= Given task =
Copy the data below word for word, omitting any pictures.

============

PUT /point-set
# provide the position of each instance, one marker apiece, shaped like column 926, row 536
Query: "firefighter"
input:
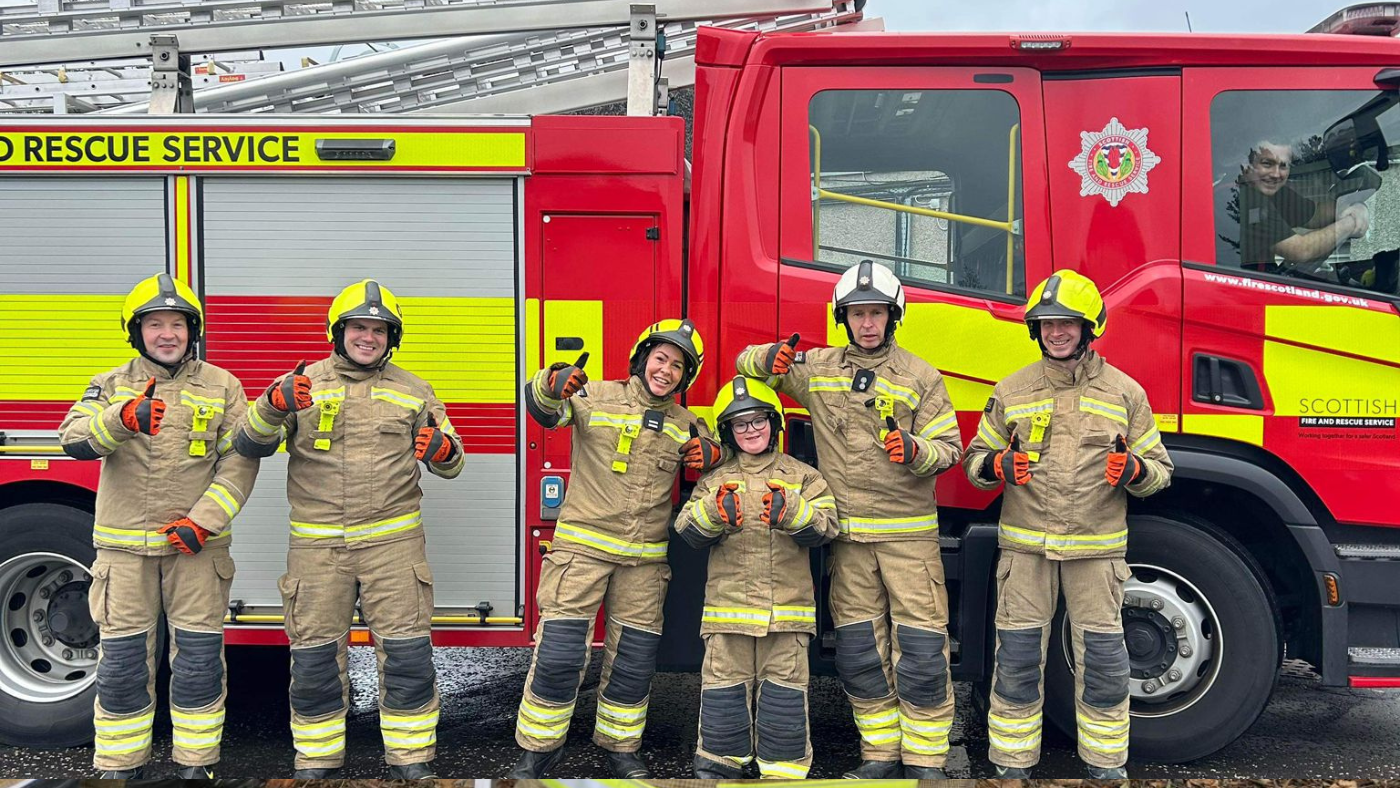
column 163, row 424
column 884, row 430
column 629, row 441
column 760, row 511
column 1071, row 437
column 356, row 427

============

= Answer below =
PUT /point-set
# provide the position of each instance, one marker apiece, shaped like column 926, row 536
Query: "firefighter"
input:
column 163, row 424
column 884, row 430
column 629, row 441
column 760, row 511
column 1071, row 437
column 356, row 427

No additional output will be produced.